### WHAT YOU WILL DO
Copy every entry. Do not alter a single word.

### EXTRACTED RECORDS
────────────────────────────────────────
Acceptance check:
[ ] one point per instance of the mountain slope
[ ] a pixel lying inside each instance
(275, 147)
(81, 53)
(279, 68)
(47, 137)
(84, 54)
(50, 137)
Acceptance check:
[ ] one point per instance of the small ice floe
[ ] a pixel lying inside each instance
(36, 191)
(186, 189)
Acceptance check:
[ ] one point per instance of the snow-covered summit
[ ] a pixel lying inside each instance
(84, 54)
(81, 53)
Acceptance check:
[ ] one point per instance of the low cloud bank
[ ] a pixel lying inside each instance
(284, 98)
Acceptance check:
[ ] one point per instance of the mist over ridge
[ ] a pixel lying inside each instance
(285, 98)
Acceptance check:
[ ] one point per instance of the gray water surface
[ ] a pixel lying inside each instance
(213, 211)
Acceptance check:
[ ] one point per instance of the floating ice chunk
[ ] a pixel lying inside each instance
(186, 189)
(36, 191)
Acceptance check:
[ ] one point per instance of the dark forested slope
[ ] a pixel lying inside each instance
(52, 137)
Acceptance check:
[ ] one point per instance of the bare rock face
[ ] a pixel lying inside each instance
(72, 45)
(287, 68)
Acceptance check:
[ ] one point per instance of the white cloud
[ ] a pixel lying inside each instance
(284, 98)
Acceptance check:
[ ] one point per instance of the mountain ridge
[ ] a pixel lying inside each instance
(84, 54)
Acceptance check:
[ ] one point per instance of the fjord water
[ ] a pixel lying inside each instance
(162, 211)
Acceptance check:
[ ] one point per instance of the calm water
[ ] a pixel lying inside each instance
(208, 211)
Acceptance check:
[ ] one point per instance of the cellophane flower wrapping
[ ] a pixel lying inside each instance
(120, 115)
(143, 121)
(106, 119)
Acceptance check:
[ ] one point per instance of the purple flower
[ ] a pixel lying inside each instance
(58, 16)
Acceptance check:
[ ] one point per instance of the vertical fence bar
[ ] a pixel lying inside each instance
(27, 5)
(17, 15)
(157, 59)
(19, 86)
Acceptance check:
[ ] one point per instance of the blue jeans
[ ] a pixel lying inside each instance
────────────────────────────────────────
### ANSWER AREA
Acceptance check:
[ ] one point per instance of the mountain slope
[ ] a pixel lying inside each instance
(275, 147)
(81, 53)
(279, 68)
(47, 137)
(84, 54)
(50, 137)
Acceptance check:
[ ] one point per instance of the small ice floe
[ ] a pixel lying inside each instance
(36, 191)
(186, 189)
Acceptance check:
[ ] one point per instance of the snow-covered summit
[ ] a pixel lying inside each instance
(84, 54)
(81, 53)
Acceptance check:
[ ] one point per instance of the low cloud bank
[ ] a pixel lying inside each instance
(284, 98)
Acceptance check:
[ ] one point per instance of the mist over ridge
[ ] a pixel lying inside each instance
(285, 98)
Acceptance check:
[ ] one point per instance of the gray water surface
[ ] a pixel lying inside each instance
(213, 211)
Acceptance check:
[ ] one point per instance of the floating ice chunk
[ ] a pixel lying inside each instance
(186, 189)
(36, 191)
Acceptance check:
[ ] one point per instance of the dark forested slope
[ ] a pixel lying inside each instance
(52, 137)
Acceptance check:
[ ] one point per instance of the bare rock face
[ ] a pixel lying inside each instance
(72, 45)
(287, 68)
Acceptance check:
[ ] one point per instance of the white cloud
[ ] a pixel lying inside each instance
(284, 98)
Acceptance check:
[ ] one point per instance of the mountain ridge
[ ] a pixel lying inside each instance
(84, 54)
Acceptance check:
[ ] one point per instance of the fjord water
[ ] a pixel lying inside each instance
(162, 211)
Acceptance check:
[ ] one point per instance of the calm water
[ ] a pixel lying inside each instance
(208, 211)
Acceptance check:
[ ] one point per instance of the cellophane flower wrapping
[ ] a pixel lying inside each instance
(120, 115)
(143, 121)
(106, 119)
Acceptance check:
[ ] one point per instance of the purple flower
[ ] a pixel lying inside each instance
(58, 16)
Acceptance check:
[ ] one point per instance of the vertical fence bar
[ ] a pixel lying inside each instance
(27, 5)
(17, 15)
(157, 59)
(19, 86)
Acceptance check:
[ ] one point per instance of the blue jeans
[ ] a pixel lying inside each instance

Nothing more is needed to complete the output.